Set exercise 1 ->
Reproduce verbatim the portion of the Meet the Press transcript below that begins at the words "MR. RUSSERT: Does" and stops after the words "waterboarding 's torture ?".

* * * * *

Meet the Press | May 24, 2013
MR. RUSSERT: Let me turn to the whole issue of the apprehension of a terrorist -- or alleged terrorists and how they're treated. The -- as you know, several years ago the Army , in its manual, rewrote the sections about torture and interrogation."A new U.S. Army manual bans torture and degrading treatment of prisoners, for the first time specifically mentioning forced nakedness, hooding and other procedures that have become infamous since the September 11, 2001 terrorist attacks ....
"It also explicitly bans beating prisoners, sexually humiliating them, threatening them with dogs, depriving them of food or water, performing mock executions, shocking them with electricity, burning them, causing other pain and a technique called water torturing -- or ` waterboarding ' that
simulates drowning, said Lieutenant General John Kimmons , Army Deputy Chief of Staff for Intelligence . Officials said the revisions are based on lessons learned since the U.S. began taking prisoners in response to the September 11, 2001 attacks on the" U.S.
Now, that's the Army .
GEN. HAYDEN: Right.
MR. RUSSERT: Does not apply to the Central Intelligence Agency .
GEN. HAYDEN: Correct.
MR. RUSSERT: But John McCain , who will be the Republican nominee for president, a former POW, said this:"All I can say is that" waterboarding "was used in the Spanish Inquisition , it was used in Pol Pot 's genocide in Cambodia , and there are reports that it is being used against Buddhist monks today. ... It is torture ."
Do you believe that waterboarding 's torture ?
GEN. HAYDEN: What's more important is what the Department of Justice believes, and, frankly, the question of waterboarding , I've, I tried to point this out in as many ways as I can publicly, is an uninteresting question for the Central Intelligence Agency . We have not -- and I, I made this public last month -- we have not waterboarded anyone in now over five years, and only three people have been waterboarded in in the life of the CIA 's interrogation program.

* * * * *

Set exercise 2 ->
Count the lines in the rows below that contain the string "beach", treating uppercase and lowercase as distinct. Reply with the number alone.

Task material ->
* * * * *

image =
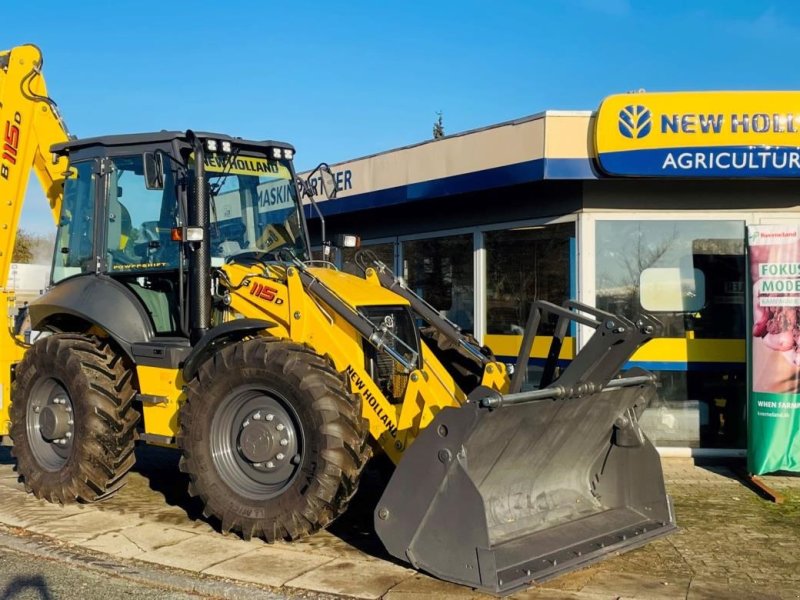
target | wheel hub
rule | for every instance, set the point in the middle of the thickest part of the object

* * * * *

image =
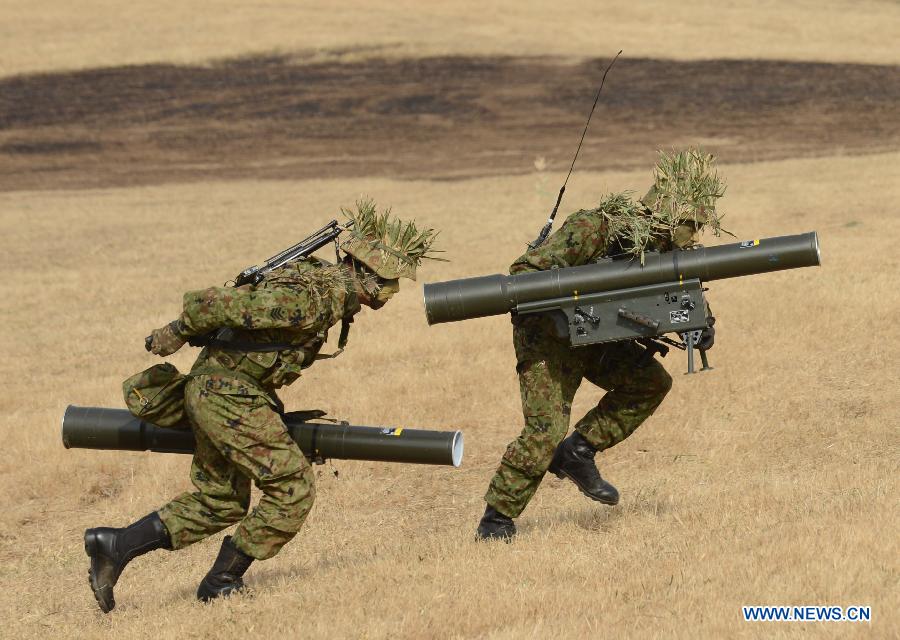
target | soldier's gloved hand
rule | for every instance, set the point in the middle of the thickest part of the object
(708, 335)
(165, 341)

* * * * *

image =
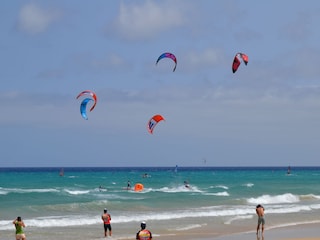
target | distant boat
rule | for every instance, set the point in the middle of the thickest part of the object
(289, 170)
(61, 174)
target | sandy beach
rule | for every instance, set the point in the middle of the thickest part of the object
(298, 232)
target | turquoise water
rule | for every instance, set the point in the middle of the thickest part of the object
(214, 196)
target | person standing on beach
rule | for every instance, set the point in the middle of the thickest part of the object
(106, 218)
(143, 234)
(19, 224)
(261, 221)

* * * * *

Exercise output 1 ->
MR. RUSSERT: Does not apply to the Central Intelligence Agency .
GEN. HAYDEN: Correct.
MR. RUSSERT: But John McCain , who will be the Republican nominee for president, a former POW, said this:"All I can say is that" waterboarding "was used in the Spanish Inquisition , it was used in Pol Pot 's genocide in Cambodia , and there are reports that it is being used against Buddhist monks today. ... It is torture ."
Do you believe that waterboarding 's torture ?

Exercise output 2 ->
2